(Entries from a pointing dataset)
======

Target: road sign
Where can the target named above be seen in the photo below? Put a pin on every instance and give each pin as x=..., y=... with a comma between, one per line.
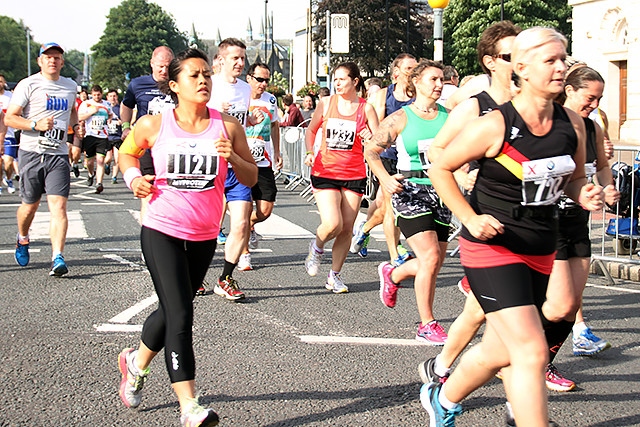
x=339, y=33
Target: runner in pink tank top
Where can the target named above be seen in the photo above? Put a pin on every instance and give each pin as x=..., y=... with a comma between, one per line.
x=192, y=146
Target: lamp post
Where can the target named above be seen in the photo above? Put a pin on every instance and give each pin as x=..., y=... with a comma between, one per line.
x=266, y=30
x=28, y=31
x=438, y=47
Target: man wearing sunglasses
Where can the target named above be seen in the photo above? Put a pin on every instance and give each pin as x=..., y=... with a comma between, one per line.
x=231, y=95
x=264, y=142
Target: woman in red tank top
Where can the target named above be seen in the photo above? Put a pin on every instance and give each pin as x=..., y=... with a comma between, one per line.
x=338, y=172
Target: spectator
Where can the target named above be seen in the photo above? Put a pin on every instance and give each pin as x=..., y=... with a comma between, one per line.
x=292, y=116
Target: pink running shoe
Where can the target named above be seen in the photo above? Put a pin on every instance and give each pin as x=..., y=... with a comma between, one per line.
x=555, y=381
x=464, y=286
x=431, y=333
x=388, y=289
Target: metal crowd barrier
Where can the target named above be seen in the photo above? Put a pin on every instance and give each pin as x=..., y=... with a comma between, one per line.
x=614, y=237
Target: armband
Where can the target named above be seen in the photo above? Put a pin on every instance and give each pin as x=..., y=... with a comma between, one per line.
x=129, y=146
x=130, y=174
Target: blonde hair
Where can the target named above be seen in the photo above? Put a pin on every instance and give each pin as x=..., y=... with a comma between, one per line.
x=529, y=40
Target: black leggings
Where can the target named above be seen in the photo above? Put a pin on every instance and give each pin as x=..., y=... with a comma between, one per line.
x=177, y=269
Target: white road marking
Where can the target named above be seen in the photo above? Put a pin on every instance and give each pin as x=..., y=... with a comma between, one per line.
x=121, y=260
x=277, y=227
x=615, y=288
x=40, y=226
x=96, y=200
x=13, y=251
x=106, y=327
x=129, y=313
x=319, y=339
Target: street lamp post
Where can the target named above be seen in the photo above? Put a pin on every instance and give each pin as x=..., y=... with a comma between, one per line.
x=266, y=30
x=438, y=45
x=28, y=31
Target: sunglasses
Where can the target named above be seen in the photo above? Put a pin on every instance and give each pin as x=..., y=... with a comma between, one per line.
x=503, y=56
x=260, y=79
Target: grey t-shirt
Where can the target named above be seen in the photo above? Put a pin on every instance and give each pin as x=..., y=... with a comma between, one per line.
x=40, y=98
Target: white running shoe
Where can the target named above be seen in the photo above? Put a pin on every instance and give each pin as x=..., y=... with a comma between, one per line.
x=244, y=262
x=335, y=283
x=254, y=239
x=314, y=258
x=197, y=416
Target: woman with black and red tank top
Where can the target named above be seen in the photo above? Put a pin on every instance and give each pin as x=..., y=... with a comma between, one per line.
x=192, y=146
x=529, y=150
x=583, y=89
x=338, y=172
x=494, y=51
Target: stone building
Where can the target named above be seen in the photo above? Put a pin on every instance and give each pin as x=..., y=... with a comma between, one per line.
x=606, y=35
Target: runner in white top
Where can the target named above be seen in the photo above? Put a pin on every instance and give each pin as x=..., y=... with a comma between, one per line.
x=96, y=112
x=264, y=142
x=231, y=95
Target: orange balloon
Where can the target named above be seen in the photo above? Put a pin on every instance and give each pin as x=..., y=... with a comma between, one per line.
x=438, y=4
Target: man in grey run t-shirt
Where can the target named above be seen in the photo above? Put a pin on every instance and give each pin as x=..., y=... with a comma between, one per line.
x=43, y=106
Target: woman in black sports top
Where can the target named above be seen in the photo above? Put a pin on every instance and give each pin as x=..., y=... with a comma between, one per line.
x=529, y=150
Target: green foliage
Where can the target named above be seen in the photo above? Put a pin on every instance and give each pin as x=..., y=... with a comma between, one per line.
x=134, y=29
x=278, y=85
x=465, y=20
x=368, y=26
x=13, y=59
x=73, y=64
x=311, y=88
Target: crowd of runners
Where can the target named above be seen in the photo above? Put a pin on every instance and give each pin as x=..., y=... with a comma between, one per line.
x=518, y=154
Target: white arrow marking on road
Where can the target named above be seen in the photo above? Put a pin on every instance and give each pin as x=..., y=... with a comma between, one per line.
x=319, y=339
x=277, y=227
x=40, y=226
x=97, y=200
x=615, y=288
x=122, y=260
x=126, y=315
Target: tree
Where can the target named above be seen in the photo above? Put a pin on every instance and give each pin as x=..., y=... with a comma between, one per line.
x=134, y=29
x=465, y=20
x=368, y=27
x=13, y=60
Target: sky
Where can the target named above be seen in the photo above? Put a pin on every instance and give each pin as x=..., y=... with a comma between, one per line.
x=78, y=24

======

Copy the material word for word, starting at the line that contains "Target: crowd of runners" and ending at the final line of the material.

Target: crowd of runners
Where can the target named above be seen in the photo above? Put a pin on every instance and give each pin as x=..., y=... with a comma between, one per line.
x=518, y=154
Target: white arrow marking on road
Where can the target named above be seen in the photo above? Put a pin on every instance and give each pin as x=..., y=... with a comma between, one per line.
x=319, y=339
x=277, y=227
x=40, y=226
x=97, y=200
x=615, y=288
x=122, y=260
x=126, y=315
Target: tree
Where can the target named above be seen in the photo above? Put a pin on every instance and give each pin as x=..., y=... with a comma between, one per line.
x=134, y=29
x=465, y=20
x=368, y=27
x=13, y=60
Target: sky
Where can the target named above be seen in the photo above? Put a pin on every instance and give each pin as x=..., y=... with a comma between, one per line.
x=78, y=24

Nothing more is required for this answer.